Segment Open

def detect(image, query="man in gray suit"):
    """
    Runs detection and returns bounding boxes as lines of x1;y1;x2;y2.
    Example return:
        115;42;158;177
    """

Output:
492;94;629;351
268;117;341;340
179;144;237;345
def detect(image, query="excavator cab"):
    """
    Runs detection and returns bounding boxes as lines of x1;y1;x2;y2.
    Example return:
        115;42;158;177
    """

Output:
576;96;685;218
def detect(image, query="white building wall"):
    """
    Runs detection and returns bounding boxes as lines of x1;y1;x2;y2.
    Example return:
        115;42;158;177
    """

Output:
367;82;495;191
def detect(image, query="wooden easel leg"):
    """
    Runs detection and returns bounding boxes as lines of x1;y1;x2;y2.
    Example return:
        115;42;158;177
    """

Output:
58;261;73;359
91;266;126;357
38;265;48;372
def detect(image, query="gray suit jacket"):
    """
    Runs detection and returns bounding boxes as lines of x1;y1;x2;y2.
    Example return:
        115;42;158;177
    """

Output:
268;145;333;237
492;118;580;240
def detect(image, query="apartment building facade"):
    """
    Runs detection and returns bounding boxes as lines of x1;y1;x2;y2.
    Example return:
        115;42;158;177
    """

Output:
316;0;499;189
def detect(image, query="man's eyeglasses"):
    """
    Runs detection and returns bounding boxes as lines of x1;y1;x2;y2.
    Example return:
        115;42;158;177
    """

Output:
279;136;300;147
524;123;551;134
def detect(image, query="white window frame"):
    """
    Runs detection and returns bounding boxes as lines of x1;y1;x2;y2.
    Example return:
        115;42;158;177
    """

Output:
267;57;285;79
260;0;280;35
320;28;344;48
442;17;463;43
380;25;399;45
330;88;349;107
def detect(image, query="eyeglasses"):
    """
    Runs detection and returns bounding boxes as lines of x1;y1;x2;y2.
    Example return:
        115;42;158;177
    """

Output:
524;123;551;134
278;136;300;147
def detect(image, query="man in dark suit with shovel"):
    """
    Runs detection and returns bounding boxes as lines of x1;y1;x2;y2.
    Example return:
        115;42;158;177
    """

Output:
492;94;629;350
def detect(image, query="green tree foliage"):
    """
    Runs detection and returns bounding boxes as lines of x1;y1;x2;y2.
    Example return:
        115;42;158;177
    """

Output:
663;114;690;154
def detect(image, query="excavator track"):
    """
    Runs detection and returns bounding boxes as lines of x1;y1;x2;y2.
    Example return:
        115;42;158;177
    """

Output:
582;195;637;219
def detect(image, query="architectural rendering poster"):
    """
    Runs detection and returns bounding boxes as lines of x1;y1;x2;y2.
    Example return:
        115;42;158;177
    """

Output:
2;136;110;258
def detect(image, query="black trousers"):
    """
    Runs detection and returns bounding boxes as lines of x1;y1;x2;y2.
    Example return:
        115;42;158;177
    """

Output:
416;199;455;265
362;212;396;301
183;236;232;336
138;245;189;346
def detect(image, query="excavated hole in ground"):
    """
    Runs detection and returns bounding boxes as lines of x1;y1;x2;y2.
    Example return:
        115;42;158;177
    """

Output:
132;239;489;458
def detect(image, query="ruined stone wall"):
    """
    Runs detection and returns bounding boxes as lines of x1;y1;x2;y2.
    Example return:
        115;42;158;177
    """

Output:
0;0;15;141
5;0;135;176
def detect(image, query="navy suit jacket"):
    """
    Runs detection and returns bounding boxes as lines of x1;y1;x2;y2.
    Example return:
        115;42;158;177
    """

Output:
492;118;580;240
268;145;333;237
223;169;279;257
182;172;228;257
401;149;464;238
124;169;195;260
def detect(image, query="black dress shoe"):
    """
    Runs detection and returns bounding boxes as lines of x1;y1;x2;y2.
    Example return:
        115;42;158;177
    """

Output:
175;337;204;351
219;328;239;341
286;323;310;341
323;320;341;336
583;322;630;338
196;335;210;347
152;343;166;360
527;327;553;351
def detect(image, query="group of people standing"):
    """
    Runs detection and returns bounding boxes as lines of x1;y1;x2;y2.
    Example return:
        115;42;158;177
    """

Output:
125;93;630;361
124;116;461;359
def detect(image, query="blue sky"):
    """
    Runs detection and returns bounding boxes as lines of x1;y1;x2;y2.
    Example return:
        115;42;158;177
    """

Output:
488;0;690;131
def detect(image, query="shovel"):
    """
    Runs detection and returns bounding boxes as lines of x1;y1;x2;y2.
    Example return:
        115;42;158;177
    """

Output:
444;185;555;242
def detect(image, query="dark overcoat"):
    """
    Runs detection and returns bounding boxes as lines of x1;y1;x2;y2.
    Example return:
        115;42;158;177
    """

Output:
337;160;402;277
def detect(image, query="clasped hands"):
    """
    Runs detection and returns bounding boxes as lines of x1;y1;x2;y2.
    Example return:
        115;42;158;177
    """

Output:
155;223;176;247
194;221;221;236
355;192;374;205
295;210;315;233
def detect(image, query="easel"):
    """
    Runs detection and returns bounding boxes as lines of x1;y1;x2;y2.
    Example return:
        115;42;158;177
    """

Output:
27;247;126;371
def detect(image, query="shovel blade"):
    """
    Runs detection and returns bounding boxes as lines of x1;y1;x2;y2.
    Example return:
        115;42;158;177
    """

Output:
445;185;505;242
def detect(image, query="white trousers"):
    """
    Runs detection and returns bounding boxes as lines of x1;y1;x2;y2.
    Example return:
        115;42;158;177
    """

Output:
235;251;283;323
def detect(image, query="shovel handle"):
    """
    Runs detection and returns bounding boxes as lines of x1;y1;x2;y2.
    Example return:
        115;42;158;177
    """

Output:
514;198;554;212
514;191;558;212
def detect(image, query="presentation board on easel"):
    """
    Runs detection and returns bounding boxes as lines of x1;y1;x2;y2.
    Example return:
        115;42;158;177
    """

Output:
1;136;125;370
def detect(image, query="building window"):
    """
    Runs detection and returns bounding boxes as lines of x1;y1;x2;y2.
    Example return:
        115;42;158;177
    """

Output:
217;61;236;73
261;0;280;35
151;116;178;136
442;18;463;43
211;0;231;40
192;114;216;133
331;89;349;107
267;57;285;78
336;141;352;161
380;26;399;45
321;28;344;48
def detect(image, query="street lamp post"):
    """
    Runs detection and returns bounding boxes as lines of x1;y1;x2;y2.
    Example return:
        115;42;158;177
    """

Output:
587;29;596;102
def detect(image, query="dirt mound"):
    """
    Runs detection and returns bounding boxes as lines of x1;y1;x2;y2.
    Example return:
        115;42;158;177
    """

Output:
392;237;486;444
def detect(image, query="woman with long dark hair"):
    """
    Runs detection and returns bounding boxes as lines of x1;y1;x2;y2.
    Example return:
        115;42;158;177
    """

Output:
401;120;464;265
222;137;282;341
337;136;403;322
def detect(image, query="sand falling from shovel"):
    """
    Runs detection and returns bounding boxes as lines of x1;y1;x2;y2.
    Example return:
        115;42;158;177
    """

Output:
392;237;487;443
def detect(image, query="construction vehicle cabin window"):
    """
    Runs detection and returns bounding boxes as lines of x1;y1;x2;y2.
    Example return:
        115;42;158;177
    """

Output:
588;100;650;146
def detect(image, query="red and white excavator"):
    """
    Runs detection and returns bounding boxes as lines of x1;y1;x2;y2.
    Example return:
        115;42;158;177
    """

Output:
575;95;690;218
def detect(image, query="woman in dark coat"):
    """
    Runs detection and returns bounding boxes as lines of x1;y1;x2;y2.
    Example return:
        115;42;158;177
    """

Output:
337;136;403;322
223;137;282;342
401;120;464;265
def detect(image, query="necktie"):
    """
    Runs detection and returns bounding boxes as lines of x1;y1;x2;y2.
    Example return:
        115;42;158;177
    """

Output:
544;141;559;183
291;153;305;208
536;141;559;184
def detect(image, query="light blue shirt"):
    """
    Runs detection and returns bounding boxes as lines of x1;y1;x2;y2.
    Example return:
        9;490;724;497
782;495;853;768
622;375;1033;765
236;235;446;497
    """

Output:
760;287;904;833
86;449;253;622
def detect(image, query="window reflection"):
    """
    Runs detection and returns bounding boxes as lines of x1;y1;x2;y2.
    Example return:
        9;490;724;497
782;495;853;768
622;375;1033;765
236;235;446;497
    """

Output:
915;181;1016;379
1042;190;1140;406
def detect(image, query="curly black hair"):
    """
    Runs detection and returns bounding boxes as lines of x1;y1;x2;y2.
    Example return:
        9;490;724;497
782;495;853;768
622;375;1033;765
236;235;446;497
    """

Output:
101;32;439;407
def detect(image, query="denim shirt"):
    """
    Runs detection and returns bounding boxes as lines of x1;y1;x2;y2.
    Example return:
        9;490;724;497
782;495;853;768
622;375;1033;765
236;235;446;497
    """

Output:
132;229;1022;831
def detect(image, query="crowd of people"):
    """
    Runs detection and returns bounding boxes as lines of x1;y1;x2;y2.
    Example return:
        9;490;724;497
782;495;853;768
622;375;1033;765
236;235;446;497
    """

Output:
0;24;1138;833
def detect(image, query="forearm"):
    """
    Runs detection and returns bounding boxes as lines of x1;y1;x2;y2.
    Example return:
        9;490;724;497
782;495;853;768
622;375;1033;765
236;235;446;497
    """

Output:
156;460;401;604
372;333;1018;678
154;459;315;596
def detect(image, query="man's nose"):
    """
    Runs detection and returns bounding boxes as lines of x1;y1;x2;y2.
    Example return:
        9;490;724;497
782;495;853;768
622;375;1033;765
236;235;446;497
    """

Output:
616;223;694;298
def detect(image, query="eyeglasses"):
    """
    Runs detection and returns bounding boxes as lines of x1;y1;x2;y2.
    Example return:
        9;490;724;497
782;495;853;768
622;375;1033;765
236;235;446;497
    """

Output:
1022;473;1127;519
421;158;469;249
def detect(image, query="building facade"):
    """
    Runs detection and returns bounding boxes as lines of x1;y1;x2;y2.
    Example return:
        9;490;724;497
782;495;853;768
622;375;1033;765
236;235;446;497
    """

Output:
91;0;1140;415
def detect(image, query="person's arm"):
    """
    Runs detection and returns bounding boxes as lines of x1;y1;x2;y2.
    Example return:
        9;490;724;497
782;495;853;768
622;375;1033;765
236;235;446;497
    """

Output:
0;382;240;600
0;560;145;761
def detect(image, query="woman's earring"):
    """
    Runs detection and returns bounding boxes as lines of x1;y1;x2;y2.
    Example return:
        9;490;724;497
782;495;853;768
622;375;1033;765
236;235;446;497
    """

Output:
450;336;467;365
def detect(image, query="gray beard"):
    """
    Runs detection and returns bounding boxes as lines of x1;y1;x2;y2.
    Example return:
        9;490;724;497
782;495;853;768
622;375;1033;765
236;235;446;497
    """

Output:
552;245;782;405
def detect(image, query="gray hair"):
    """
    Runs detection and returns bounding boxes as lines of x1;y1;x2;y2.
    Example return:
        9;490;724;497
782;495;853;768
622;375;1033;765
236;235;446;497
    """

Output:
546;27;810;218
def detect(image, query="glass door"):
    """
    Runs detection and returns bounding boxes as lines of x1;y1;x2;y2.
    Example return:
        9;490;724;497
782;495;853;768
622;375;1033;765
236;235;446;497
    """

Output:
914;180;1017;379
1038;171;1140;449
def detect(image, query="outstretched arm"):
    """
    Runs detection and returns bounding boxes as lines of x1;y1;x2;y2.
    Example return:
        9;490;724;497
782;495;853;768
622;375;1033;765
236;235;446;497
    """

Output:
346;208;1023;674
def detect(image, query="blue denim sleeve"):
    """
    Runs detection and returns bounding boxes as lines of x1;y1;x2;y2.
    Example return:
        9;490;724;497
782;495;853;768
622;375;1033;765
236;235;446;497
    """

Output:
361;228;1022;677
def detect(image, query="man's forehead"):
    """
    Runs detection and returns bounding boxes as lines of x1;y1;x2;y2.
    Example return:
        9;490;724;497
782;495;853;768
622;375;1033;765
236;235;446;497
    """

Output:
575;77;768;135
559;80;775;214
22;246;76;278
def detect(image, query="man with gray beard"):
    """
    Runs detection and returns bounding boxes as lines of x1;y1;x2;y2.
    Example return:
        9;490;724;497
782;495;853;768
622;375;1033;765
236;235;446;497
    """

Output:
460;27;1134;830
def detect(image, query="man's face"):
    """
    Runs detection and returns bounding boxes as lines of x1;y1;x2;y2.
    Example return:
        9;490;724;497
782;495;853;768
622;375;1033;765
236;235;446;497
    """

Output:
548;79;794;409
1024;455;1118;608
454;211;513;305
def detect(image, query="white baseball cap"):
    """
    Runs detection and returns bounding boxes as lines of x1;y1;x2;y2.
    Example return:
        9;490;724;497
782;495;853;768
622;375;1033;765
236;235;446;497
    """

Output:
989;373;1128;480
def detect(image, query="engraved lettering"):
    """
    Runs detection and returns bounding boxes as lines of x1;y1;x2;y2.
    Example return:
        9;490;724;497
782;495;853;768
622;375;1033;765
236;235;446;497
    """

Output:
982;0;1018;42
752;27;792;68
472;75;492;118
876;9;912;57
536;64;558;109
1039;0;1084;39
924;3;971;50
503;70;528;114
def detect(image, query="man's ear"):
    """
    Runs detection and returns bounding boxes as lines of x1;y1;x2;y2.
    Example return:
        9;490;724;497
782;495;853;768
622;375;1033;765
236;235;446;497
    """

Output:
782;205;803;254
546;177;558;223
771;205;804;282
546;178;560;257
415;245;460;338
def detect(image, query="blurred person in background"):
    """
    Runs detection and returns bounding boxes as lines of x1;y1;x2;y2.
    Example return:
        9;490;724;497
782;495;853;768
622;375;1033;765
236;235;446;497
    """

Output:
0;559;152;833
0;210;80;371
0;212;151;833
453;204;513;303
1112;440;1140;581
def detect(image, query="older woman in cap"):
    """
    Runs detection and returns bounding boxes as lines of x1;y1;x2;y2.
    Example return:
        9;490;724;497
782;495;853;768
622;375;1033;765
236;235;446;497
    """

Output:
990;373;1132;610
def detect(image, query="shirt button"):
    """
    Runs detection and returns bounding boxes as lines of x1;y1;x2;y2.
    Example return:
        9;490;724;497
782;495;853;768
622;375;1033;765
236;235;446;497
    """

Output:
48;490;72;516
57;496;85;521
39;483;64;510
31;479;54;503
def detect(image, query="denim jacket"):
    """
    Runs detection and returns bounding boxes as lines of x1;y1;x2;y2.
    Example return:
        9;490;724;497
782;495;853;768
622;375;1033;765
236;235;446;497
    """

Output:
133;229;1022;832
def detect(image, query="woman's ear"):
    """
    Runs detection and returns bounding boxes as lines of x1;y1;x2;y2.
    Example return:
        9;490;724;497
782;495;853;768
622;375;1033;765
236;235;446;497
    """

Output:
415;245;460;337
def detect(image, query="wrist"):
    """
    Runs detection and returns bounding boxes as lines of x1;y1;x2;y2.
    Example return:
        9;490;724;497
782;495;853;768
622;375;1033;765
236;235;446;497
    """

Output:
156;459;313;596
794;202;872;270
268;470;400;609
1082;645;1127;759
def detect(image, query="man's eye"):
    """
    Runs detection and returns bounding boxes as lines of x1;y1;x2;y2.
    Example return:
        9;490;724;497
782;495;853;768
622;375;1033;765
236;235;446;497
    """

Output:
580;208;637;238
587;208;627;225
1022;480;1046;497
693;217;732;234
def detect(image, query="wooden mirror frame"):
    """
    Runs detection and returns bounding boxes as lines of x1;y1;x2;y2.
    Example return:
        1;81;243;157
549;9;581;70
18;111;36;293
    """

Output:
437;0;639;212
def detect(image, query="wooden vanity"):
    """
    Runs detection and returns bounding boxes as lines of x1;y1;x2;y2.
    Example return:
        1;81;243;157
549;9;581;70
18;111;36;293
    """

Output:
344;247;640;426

Segment Closed

▶ [What needs to be done] Search the data for the string "facade". List each line that has it.

▶ [The completed task]
def detect(image, query="apartment building facade"):
def detect(image, query="building facade"):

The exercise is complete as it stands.